**The task:** Scan the records for the line containing "For every instance of the woman's"; extract it and all later lines, verbatim, through the end, and nothing before it.

(Items listed in a dataset)
---

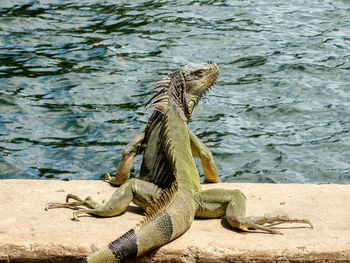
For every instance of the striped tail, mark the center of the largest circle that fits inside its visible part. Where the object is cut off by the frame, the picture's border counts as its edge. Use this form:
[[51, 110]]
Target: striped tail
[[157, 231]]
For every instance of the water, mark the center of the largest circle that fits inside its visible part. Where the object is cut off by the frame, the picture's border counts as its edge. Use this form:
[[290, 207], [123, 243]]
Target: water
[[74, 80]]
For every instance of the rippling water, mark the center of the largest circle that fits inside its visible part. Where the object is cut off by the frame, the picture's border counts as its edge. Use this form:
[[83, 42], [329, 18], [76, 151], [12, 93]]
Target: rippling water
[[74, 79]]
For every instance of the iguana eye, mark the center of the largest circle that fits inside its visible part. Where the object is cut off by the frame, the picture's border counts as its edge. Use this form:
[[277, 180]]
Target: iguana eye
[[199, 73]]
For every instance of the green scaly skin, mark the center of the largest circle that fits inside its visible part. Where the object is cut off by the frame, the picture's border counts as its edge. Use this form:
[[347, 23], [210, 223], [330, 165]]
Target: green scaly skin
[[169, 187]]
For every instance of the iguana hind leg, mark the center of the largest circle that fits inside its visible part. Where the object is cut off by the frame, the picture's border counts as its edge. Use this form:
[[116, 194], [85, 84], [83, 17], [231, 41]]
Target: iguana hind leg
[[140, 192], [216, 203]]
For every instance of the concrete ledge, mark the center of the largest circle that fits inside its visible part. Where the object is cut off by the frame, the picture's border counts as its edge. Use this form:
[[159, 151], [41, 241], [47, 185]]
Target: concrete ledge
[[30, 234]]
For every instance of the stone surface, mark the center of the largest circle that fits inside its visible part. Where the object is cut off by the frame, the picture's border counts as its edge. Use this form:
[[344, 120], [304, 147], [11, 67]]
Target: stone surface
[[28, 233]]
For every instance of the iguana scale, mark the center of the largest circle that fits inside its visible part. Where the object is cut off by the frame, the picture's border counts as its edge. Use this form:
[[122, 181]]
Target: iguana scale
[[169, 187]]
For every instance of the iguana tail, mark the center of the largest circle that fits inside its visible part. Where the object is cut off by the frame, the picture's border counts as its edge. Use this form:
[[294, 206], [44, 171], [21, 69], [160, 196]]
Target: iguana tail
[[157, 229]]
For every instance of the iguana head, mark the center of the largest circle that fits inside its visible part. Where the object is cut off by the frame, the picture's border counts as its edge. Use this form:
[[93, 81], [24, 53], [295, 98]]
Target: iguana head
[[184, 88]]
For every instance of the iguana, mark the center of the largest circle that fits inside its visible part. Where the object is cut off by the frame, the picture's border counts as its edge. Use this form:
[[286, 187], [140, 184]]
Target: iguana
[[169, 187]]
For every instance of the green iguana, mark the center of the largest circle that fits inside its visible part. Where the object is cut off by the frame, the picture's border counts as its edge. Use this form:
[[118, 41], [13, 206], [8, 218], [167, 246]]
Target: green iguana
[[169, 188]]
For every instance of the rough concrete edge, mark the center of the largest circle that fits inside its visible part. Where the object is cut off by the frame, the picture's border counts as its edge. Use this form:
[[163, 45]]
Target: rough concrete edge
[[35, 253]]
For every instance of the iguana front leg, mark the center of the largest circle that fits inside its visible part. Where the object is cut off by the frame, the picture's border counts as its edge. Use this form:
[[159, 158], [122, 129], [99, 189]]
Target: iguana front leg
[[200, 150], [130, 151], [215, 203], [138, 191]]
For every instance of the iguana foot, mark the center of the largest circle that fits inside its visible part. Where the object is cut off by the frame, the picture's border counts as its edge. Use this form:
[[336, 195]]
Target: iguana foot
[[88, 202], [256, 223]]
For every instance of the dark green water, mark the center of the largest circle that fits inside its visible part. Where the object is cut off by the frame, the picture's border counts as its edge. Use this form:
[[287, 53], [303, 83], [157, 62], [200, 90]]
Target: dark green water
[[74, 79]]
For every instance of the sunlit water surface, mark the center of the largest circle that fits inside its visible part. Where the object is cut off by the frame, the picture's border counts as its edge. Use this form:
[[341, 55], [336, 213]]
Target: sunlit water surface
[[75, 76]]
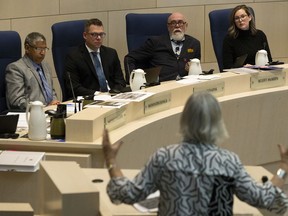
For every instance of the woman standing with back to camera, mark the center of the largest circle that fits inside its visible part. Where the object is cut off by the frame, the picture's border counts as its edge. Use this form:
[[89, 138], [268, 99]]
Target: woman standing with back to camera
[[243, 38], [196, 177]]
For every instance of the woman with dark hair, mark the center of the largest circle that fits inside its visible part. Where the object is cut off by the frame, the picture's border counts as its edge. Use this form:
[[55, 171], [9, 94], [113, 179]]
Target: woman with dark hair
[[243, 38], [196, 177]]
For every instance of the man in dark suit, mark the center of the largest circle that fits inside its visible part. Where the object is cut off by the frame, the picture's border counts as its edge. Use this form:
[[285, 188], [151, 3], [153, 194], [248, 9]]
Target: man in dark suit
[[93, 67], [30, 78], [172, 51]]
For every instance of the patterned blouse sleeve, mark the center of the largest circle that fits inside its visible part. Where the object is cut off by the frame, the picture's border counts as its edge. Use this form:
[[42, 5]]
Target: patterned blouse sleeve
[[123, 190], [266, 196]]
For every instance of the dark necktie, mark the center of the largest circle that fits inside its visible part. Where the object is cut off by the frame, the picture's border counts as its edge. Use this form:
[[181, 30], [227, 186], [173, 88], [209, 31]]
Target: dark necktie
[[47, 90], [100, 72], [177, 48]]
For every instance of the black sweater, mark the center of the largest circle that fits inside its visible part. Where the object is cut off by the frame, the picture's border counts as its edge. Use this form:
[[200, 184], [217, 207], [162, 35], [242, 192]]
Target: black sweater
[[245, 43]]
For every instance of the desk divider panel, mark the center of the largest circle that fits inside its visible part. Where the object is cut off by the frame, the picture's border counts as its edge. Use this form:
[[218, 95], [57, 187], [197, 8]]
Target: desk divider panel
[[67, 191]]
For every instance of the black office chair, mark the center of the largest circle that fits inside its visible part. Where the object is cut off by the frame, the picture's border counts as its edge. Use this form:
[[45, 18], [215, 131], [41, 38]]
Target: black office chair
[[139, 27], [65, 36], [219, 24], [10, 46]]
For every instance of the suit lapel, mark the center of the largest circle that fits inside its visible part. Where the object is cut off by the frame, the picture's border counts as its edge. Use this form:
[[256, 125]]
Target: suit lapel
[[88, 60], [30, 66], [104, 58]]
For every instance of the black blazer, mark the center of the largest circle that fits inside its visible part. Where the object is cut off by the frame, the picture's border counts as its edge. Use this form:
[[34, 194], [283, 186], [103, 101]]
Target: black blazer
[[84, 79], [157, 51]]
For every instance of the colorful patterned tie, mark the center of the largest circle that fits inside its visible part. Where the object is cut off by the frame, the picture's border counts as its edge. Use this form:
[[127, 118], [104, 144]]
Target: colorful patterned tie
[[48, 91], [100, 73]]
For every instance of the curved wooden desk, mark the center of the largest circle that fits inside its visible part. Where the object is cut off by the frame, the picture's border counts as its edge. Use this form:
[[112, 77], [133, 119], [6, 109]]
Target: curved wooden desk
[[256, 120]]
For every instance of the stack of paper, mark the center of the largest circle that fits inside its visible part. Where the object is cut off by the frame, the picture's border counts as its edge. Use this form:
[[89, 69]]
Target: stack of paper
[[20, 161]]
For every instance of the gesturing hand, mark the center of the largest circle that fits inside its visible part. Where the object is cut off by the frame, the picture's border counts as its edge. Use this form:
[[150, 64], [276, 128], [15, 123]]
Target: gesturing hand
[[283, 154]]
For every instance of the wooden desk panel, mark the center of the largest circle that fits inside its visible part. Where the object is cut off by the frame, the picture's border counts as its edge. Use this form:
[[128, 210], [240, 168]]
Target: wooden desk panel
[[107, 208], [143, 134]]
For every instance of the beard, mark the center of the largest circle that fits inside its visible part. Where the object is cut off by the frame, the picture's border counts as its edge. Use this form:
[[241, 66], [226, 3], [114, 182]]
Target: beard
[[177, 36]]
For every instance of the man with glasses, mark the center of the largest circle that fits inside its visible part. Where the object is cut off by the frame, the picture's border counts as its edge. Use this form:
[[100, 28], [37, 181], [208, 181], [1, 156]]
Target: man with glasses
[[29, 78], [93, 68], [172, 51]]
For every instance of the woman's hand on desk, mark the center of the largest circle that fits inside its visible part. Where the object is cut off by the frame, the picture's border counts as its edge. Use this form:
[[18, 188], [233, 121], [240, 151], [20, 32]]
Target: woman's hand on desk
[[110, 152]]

---

**Response:**
For every instance of the woman's hand on desk, mark the center of the largest circle that fits inside its visible part. Where the object is cut off by the frame, the picture's border counts as its edge. Use this form:
[[18, 188], [233, 121], [240, 151], [20, 32]]
Target: woman's hand on desk
[[110, 152]]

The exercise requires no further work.